◆ **Task description**: Collect every line below that contains the string "xmax", treating case as significant.

[Excerpt from a dataset]
_ _ _ _ _

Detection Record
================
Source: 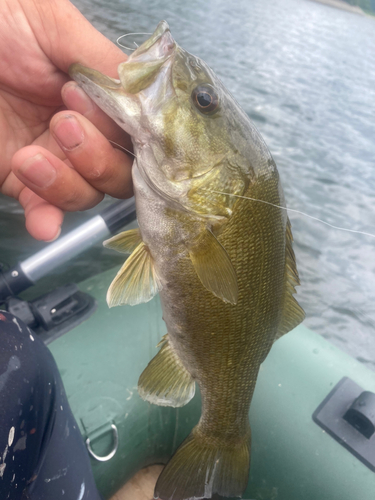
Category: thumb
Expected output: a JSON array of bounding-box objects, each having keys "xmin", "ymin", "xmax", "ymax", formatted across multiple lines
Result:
[{"xmin": 27, "ymin": 0, "xmax": 127, "ymax": 77}]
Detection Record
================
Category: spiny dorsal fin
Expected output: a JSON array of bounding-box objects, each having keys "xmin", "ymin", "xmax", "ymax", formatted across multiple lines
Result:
[
  {"xmin": 138, "ymin": 334, "xmax": 195, "ymax": 408},
  {"xmin": 103, "ymin": 228, "xmax": 142, "ymax": 253},
  {"xmin": 189, "ymin": 229, "xmax": 238, "ymax": 304},
  {"xmin": 275, "ymin": 218, "xmax": 305, "ymax": 340},
  {"xmin": 107, "ymin": 241, "xmax": 162, "ymax": 307}
]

_ _ _ _ _

◆ **Right answer**:
Expected output: a JSON array of bounding-box objects, each having keys "xmin", "ymin", "xmax", "ymax", formatted across multiple lines
[{"xmin": 27, "ymin": 0, "xmax": 127, "ymax": 77}]
Expected output: a JSON array of bounding-box objects, each having keys "xmin", "ymin", "xmax", "ymax", formatted across multiple lines
  {"xmin": 138, "ymin": 334, "xmax": 195, "ymax": 408},
  {"xmin": 103, "ymin": 228, "xmax": 142, "ymax": 253},
  {"xmin": 189, "ymin": 229, "xmax": 238, "ymax": 304},
  {"xmin": 275, "ymin": 218, "xmax": 305, "ymax": 340},
  {"xmin": 107, "ymin": 241, "xmax": 162, "ymax": 307}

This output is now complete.